Nicolette Ella Fraillon  (born 29 July 1960) is an Australian conductor, who was chief conductor of The Australian Ballet from 2003 until 2022.

Career
Fraillon grew up in Melbourne, a child of immigrant parents of Huguenot-Sicilian and Austrian Jewish origins. Her family is musical: both grandfathers were cellists, and her brother Guillaume was principal bass player with the Melbourne Symphony Orchestra.

She started violin and piano studies as a child; her teachers included Brian Buggy (violin) and Ada Corder (piano). She played with the Victorian Youth Symphony Orchestra and the Melbourne Youth Orchestra for some time.

As an adult she studied viola under Chris Martin at the University of Melbourne. She studied conducting at the Hochschule für Musik in Vienna, Austria, from 1984, and later in Hanover, Germany. Her professional conducting debut was with the Nederlands Dans Theater, when she deputised for another conductor who had fallen ill. In the Netherlands, she also worked on a production of Les Misérables, both playing viola in the orchestra and working as second conductor. Later she was appointed music director and chief conductor of the Dutch National Ballet.

In the Netherlands she also met her fourth husband, Aernoot Kervert, an employee of the Hilversum Radio Philharmonic Orchestra. Her three earlier marriages ended in divorce.

■ PROBLEM A:
Answer each question from the biography of Nicolette Fraillon, marking your answers (i), (ii) and (iii):
(i) In what year did her time as chief conductor of The Australian Ballet end?
(ii) Under whom did she study viola at the University of Melbourne?
(iii) With which company did she make her professional conducting debut?
■ PROBLEM B: In the biography of Nicolette Fraillon, recast the paragraph that begins "As an adult she studied viola" as a bulleted list that keeps its main facts.

Stored items from a collection

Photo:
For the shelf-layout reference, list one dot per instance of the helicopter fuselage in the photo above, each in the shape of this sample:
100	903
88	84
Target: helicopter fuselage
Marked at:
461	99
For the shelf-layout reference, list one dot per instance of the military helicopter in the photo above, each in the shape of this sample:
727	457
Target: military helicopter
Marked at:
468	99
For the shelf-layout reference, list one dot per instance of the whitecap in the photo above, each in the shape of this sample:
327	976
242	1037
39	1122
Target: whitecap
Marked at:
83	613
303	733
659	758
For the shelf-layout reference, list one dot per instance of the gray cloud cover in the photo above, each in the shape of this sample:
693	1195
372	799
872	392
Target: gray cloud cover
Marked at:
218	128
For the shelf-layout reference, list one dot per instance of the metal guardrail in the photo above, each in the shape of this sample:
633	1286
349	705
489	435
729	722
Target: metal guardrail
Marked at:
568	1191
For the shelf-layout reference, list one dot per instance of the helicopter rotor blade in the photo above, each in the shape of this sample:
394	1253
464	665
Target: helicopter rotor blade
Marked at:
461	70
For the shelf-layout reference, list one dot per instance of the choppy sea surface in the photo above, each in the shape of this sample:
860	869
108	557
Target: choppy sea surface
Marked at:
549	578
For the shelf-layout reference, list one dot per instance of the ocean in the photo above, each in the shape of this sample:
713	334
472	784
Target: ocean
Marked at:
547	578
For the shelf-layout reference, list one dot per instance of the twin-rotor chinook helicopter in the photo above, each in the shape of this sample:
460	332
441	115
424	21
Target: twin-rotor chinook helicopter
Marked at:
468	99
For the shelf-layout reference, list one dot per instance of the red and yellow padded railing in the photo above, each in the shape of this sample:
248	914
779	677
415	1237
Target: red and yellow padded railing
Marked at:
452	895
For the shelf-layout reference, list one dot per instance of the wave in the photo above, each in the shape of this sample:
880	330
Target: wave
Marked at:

■ COMPLETE ANSWER A:
(i) 2022
(ii) Chris Martin
(iii) The Nederlands Dans Theater

■ COMPLETE ANSWER B:
- Studied viola under Chris Martin at the University of Melbourne.
- Studied conducting at the Hochschule für Musik in Vienna, Austria, from 1984, and later in Hanover, Germany.
- Made her professional conducting debut with the Nederlands Dans Theater, deputizing for a conductor who had fallen ill.
- Worked in the Netherlands on a production of Les Misérables as violist in the orchestra and as second conductor.
- Was later appointed music director and chief conductor of the Dutch National Ballet.